- [TASK INSTRUCTIONS] The lines wanted are those from the one containing "Where can the bush" to the last line of the entries below; output them exactly, leaving out pictures.

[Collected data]
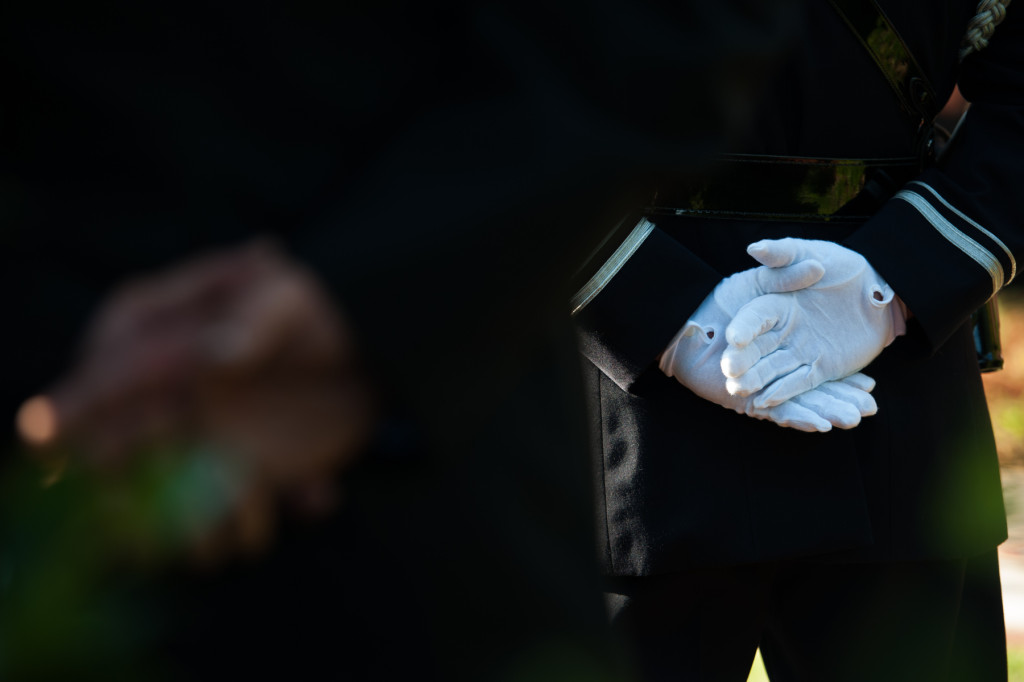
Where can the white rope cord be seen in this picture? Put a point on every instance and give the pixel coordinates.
(981, 28)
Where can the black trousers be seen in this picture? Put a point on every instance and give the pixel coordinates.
(817, 622)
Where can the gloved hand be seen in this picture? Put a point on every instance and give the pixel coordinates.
(693, 356)
(793, 342)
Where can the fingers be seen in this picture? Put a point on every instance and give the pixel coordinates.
(794, 416)
(735, 360)
(755, 318)
(185, 292)
(862, 400)
(778, 253)
(790, 278)
(861, 381)
(799, 381)
(767, 370)
(838, 412)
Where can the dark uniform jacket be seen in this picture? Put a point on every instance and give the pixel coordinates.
(434, 164)
(685, 481)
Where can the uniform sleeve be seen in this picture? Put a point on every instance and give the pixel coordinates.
(639, 297)
(949, 240)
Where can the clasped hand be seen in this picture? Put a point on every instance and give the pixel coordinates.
(784, 341)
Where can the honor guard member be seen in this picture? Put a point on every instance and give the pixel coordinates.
(845, 553)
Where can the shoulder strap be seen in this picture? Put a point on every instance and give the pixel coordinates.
(869, 24)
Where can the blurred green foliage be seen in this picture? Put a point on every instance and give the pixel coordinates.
(77, 558)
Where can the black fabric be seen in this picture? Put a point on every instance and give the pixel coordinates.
(817, 621)
(441, 167)
(688, 483)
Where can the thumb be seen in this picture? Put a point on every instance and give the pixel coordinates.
(791, 278)
(776, 253)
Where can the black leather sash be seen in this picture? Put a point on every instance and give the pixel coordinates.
(790, 188)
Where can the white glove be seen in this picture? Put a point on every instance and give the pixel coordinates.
(693, 356)
(793, 342)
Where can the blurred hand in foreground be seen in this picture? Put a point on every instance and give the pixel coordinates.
(240, 353)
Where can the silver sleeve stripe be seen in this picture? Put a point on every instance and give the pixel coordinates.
(611, 266)
(978, 253)
(1010, 255)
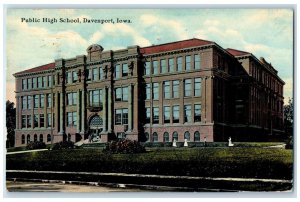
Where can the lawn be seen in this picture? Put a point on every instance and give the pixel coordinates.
(208, 162)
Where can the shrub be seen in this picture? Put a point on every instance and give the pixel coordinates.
(63, 145)
(289, 143)
(124, 146)
(36, 145)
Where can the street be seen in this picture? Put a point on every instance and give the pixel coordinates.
(17, 186)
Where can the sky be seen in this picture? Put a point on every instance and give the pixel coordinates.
(265, 33)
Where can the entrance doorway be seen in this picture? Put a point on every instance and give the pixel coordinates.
(95, 128)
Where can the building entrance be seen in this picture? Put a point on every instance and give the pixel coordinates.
(95, 128)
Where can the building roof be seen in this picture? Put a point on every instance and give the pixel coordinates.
(37, 69)
(235, 52)
(174, 46)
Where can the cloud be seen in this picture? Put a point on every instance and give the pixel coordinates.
(163, 28)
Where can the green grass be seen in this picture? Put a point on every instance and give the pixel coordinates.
(208, 162)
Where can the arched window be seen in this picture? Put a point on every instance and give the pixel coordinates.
(166, 137)
(23, 139)
(155, 137)
(197, 136)
(28, 138)
(187, 136)
(48, 138)
(41, 138)
(175, 136)
(147, 137)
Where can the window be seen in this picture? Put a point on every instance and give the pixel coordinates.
(42, 121)
(49, 120)
(89, 74)
(155, 67)
(166, 137)
(29, 121)
(147, 68)
(29, 102)
(155, 91)
(101, 75)
(121, 116)
(124, 116)
(24, 84)
(28, 138)
(95, 98)
(187, 136)
(29, 83)
(34, 83)
(36, 101)
(118, 117)
(197, 61)
(24, 102)
(163, 66)
(41, 138)
(49, 80)
(179, 64)
(48, 138)
(166, 114)
(124, 69)
(72, 118)
(197, 87)
(23, 139)
(117, 72)
(125, 93)
(167, 89)
(42, 101)
(171, 64)
(23, 121)
(155, 137)
(71, 98)
(35, 121)
(118, 94)
(175, 136)
(176, 89)
(95, 74)
(197, 114)
(187, 113)
(74, 77)
(187, 62)
(44, 82)
(49, 100)
(148, 114)
(121, 94)
(155, 115)
(40, 82)
(197, 136)
(147, 137)
(176, 114)
(148, 91)
(187, 87)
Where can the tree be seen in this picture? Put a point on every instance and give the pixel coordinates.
(10, 123)
(288, 111)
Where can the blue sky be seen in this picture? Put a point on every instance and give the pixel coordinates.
(266, 33)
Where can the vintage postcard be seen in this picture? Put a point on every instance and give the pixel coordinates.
(149, 100)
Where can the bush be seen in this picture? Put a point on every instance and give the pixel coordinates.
(36, 145)
(289, 143)
(124, 146)
(63, 145)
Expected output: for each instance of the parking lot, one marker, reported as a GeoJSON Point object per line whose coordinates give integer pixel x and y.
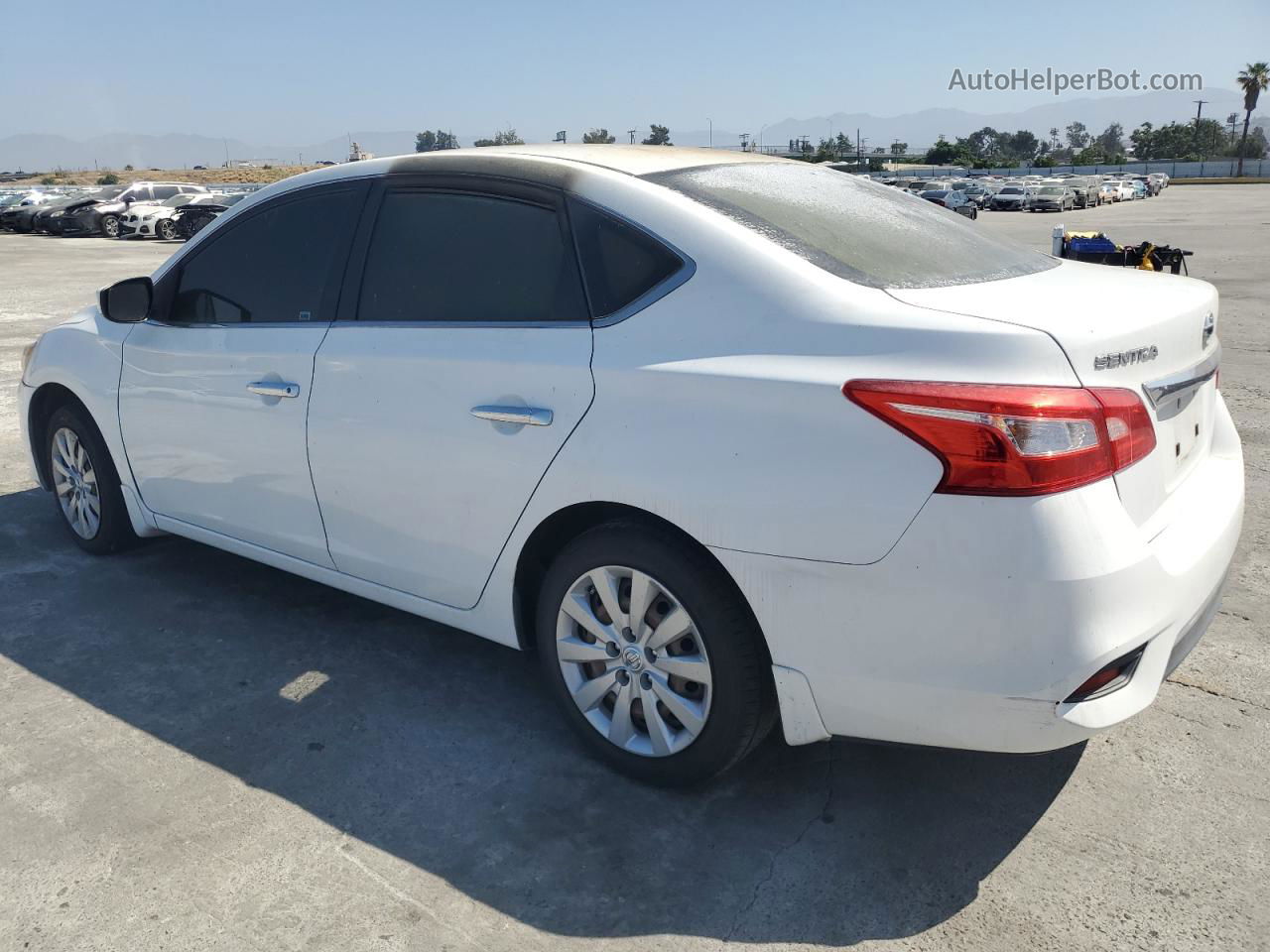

- [COMPLETED TASK]
Where can the bush be seen in this picture? Put a point on every instance and give the pixel coordinates.
(36, 145)
(289, 143)
(124, 146)
(63, 145)
Expected output: for each instance of the parking lot, one marker, reported as a GeoJSON Point object per line whose coordinates give integer pixel x and y.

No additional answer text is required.